(Named object pointing entries)
-- start --

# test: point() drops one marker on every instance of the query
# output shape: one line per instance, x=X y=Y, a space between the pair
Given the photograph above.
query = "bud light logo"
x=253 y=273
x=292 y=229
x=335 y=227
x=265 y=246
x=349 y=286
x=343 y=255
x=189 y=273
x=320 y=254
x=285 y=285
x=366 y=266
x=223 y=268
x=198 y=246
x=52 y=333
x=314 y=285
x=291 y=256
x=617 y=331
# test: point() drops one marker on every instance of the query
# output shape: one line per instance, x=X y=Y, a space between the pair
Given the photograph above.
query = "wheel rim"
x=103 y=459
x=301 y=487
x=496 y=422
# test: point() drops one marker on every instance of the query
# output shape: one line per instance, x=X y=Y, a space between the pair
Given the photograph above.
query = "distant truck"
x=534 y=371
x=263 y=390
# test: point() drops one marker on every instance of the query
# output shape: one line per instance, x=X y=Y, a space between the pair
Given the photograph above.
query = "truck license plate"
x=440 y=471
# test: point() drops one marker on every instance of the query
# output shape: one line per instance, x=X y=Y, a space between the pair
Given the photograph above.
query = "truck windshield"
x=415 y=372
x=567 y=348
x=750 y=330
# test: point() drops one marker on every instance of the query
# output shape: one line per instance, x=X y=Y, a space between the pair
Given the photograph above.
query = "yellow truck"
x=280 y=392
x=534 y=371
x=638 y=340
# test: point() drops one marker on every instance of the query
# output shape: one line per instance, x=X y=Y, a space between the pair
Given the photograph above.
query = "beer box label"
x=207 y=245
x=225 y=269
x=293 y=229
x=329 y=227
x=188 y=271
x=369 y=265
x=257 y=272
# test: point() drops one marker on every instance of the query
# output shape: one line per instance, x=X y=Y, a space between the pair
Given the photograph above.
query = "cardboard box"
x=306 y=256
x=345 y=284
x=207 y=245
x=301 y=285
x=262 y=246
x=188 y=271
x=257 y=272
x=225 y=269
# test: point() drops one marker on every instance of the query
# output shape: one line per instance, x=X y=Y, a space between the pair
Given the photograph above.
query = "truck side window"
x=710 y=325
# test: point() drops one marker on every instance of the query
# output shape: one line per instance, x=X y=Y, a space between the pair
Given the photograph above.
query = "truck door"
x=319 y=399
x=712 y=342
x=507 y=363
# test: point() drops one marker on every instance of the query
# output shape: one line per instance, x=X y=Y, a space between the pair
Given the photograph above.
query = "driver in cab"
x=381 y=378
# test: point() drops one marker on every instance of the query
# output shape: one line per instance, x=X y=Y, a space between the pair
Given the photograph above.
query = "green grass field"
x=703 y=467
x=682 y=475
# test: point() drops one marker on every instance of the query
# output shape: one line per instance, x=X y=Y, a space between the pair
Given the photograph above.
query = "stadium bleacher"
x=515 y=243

-- end --

» WRITTEN EXERCISE
Please restate the records in full, word for word.

» EXERCISE OUTPUT
# test: point() drops one marker on every instance of the query
# output shape: one line per instance, x=X y=Y, a space between the pair
Given the photograph above.
query = "bud light logo"
x=253 y=273
x=292 y=229
x=335 y=227
x=265 y=246
x=349 y=286
x=343 y=255
x=189 y=273
x=320 y=254
x=285 y=285
x=366 y=266
x=223 y=268
x=198 y=246
x=52 y=333
x=314 y=285
x=291 y=256
x=617 y=331
# test: point() drops one marker on every instance of the query
# output shape: one line per instance, x=X y=Y, a space between the pair
Given the photograph above.
query = "wheel rim"
x=103 y=459
x=301 y=487
x=496 y=422
# test: point() drops one marker on every instance of the query
# output shape: one line per instance, x=X y=Y, a space between the pair
Given the photograph above.
query = "distant truck"
x=534 y=371
x=263 y=390
# test: point() drops one marker on every instance of the query
# output shape: one line per instance, x=X y=Y, a space between the pair
Given the photograph above.
query = "truck license plate"
x=440 y=471
# test: point() drops one marker on every instance of the query
# output shape: one line per instance, x=X y=Y, a space between the pair
Given the photograph above.
query = "truck windshield"
x=415 y=372
x=567 y=348
x=750 y=330
# test: point() drops one marker on every instance of the query
# output shape: one line per instance, x=X y=Y, a space between the pair
Given the photograph above.
query = "yellow truck"
x=280 y=392
x=534 y=371
x=638 y=340
# test: point() drops one marker on every instance of the query
# output shape: one line per instance, x=X y=Y, a space between the pair
Given the photograph above.
query = "beer box label"
x=207 y=245
x=225 y=269
x=293 y=229
x=329 y=227
x=188 y=271
x=369 y=265
x=257 y=272
# test: point() drops one marker on every instance of the query
# output shape: one line per instance, x=X y=Y, a space between the pair
Given the photograph above.
query = "cardboard box"
x=306 y=256
x=345 y=284
x=207 y=245
x=301 y=285
x=262 y=246
x=188 y=271
x=257 y=272
x=225 y=269
# test: point() drops one marker on every instance of the query
# output shape: one line per instance, x=X y=Y, a space between the pair
Given the photograph above.
query = "truck side window"
x=710 y=325
# test: point() drops one marker on every instance of the query
# output shape: one line per instance, x=X y=Y, a space between the pair
Given the photograph above.
query = "truck door"
x=319 y=399
x=712 y=342
x=507 y=363
# test: point() drops one marker on every instance of the query
# output shape: one line per instance, x=X y=Y, a space between the pair
Given the photograph above.
query = "driver in cab"
x=381 y=378
# test: point() drops one marker on every instance of the query
# output shape: one line per instance, x=X y=Y, a space between the pair
Given the photograph above.
query = "green grass field"
x=703 y=467
x=682 y=475
# test: point() drops one marker on every instance of the query
# output shape: one line per instance, x=X y=Y, a space between the pair
Given the photograph above.
query = "stadium bleacher"
x=515 y=243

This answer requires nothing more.